Stored data entries:
· · · · · · ·

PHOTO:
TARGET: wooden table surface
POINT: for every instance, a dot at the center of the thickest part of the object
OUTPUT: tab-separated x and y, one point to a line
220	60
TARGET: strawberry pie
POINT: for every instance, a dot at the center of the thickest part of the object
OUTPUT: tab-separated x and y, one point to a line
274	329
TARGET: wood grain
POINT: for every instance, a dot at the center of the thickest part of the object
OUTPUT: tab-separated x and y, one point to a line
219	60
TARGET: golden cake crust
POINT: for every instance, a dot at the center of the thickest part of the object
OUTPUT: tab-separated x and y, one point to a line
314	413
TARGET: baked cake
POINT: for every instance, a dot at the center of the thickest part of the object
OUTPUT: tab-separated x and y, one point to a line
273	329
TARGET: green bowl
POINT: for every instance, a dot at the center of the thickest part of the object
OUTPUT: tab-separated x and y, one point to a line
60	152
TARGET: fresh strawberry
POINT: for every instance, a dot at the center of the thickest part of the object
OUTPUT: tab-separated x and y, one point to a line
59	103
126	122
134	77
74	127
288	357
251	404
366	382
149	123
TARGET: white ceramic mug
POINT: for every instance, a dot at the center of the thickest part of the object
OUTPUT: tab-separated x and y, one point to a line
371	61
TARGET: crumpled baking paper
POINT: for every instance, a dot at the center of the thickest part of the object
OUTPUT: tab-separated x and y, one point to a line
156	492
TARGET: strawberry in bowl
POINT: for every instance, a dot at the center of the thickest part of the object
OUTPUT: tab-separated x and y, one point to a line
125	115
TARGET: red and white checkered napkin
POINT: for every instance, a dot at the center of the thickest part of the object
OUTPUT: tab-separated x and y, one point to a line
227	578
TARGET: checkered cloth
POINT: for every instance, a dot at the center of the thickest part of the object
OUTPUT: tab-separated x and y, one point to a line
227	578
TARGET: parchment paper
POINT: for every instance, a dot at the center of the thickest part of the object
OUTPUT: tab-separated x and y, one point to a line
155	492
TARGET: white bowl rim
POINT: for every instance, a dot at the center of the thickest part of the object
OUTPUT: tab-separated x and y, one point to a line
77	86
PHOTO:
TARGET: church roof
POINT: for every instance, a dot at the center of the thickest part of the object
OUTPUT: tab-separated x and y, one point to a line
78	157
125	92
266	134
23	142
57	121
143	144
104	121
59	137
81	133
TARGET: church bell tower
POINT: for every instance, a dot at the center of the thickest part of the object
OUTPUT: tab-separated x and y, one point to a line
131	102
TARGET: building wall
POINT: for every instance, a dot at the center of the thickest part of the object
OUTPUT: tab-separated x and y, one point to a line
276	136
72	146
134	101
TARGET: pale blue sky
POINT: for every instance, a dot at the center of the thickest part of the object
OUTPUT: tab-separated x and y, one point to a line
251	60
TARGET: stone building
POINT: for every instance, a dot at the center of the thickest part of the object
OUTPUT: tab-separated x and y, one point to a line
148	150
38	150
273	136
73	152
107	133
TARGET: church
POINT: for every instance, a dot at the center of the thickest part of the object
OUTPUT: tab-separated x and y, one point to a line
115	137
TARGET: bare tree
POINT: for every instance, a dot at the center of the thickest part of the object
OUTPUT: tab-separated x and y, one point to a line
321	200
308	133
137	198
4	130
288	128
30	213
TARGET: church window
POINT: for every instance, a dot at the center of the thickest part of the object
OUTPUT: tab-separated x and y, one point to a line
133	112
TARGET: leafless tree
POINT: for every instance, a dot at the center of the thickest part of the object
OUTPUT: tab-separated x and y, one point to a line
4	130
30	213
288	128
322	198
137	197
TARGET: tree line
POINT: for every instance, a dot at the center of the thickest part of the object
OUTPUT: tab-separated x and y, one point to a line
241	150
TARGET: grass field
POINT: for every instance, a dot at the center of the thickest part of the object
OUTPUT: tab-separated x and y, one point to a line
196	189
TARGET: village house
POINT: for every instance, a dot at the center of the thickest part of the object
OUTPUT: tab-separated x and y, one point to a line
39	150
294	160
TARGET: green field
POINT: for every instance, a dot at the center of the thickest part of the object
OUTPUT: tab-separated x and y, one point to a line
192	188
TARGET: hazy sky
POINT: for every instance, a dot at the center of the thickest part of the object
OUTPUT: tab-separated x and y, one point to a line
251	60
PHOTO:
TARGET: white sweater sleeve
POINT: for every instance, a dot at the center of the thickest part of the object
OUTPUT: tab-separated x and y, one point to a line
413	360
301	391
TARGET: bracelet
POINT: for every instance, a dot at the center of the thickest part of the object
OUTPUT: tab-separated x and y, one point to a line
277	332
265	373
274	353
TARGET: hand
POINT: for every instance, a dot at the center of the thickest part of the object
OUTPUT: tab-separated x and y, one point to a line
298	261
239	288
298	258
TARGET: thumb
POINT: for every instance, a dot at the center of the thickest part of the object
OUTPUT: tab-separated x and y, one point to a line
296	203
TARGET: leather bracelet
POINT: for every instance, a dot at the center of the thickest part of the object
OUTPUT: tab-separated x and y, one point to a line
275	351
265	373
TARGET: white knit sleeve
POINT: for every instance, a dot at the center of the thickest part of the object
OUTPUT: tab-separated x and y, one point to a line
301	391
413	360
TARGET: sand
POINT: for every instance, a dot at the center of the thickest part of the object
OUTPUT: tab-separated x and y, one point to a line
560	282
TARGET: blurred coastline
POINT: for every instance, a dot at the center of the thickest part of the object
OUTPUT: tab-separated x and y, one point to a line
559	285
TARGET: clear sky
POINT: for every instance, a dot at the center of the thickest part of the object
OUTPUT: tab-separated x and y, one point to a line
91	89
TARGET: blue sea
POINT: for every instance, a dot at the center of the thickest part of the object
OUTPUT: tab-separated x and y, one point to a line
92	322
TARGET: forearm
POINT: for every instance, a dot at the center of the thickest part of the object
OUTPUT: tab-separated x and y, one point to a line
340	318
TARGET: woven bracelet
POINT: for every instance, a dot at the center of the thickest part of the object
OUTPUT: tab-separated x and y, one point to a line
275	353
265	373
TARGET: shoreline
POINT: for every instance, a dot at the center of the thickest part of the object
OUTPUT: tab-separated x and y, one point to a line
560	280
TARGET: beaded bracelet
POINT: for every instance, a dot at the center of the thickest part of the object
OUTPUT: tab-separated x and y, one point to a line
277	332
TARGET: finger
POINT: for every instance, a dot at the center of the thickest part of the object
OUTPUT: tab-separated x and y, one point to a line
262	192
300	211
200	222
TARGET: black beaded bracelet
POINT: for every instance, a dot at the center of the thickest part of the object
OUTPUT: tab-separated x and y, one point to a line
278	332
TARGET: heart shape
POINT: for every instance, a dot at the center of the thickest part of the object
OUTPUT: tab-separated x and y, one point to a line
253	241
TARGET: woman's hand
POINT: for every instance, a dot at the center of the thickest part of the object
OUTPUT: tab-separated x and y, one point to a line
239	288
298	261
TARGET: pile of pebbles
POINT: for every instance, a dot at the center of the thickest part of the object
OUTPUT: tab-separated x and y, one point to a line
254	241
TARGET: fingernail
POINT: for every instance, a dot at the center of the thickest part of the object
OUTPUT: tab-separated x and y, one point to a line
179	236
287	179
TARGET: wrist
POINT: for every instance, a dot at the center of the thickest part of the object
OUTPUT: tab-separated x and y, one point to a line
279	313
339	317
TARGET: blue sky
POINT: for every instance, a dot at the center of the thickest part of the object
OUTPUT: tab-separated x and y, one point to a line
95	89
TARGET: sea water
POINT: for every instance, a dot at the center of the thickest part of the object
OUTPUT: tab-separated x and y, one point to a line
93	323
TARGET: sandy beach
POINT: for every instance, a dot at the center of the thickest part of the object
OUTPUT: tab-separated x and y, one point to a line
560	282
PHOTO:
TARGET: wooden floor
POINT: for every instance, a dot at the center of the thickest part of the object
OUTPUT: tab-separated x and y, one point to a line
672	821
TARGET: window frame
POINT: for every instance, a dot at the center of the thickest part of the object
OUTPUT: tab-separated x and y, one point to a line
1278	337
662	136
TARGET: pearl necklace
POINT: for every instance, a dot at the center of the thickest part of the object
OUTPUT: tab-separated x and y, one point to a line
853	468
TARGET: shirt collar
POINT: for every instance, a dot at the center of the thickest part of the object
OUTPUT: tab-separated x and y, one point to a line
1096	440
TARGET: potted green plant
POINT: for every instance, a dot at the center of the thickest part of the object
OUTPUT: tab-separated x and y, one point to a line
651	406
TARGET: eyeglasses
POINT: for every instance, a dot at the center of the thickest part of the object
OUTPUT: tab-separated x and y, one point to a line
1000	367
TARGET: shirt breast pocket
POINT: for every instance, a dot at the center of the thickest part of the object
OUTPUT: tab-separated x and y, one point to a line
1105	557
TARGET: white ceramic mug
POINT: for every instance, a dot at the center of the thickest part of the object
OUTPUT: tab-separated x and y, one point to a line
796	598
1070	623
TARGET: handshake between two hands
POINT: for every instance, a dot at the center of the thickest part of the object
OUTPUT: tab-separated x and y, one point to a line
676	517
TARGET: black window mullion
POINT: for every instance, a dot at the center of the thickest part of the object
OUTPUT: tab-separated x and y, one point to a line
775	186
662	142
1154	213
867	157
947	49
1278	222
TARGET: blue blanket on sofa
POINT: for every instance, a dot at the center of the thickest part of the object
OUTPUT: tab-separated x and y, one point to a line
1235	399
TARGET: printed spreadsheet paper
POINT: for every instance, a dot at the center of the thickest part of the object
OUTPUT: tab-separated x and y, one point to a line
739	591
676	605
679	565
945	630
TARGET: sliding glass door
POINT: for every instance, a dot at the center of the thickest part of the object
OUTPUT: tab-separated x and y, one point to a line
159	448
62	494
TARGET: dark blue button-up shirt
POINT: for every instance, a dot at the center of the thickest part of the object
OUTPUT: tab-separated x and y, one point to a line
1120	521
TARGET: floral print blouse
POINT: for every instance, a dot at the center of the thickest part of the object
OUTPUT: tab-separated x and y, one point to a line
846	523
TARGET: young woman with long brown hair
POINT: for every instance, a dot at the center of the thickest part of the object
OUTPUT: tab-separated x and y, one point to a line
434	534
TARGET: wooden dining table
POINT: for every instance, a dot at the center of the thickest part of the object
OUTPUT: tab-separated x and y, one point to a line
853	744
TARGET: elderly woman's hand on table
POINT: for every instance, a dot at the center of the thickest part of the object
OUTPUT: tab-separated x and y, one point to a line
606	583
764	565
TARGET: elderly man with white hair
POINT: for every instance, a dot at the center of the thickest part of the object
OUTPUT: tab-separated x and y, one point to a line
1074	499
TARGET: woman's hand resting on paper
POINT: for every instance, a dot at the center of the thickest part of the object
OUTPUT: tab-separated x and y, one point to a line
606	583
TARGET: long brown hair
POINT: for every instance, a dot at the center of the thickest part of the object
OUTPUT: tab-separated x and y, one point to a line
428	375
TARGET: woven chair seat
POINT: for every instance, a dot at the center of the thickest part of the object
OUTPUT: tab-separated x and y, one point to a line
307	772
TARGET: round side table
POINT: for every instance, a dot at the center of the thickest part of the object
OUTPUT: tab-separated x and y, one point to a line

· · · · · · ·

> BRIEF
From the line containing "TARGET: printed spreadsheet paper" down to the final line of the data, write out every line exactly; both the first and last of these belong in your answer, and nothing else does.

> TASK ANSWER
TARGET: printed spreadsheet paper
POINT: for every instance, a dot at the center of the thickest part of the object
OUTPUT: tab-separated x and y, one point to a line
739	591
676	605
679	565
945	630
TARGET: sliding glass door
POINT: for every instance, a dot at the center of the thickest part of the object
OUTPUT: tab-separated x and y, one point to a line
159	448
62	494
TARGET: dark blue button-up shirt
POINT: for every instance, a dot at the center of the thickest part of the object
OUTPUT: tab-separated x and y, one point to a line
1120	521
TARGET: floral print blouse
POINT: for every instance, a dot at the center of the thickest part of the object
OUTPUT: tab-separated x and y, one point to a line
846	523
TARGET: young woman with long brown hair
POINT: for every instance, a dot at the center of the thickest part of the object
OUTPUT: tab-separated x and y, one point to a line
434	534
TARGET: wooden dining table
POINT: for every instance, a dot at the center of the thickest part of the object
OUTPUT: tab-separated x and y, one point to a line
853	744
TARGET: elderly woman's hand on table
POINT: for every instance, a dot at the center of the thickest part of the object
OUTPUT: tab-separated x and y, one point to a line
606	583
764	565
TARGET: elderly man with white hair
POINT: for every instance, a dot at the center of the thickest part of the object
OUTPUT: tab-separated x and y, one point to a line
1074	499
TARGET: woman's hand resting on paper
POINT: for every instance, a dot at the center of the thickest part of the object
OUTPUT: tab-separated x and y, one point to a line
606	583
TARGET: long brown hair
POINT: for every instance, a dot at the center of the thickest part of the object
OUTPUT: tab-separated x and y, one point to a line
428	375
TARGET: woven chair seat
POINT: for every instance, a dot at the center of the thickest part of the object
OUTPUT: tab-separated x and y, one point to a line
307	772
TARGET: round side table
POINT: for every instance, a dot at the center of the thickest part of the object
OUTPUT: tab-separated x and y, one point to a line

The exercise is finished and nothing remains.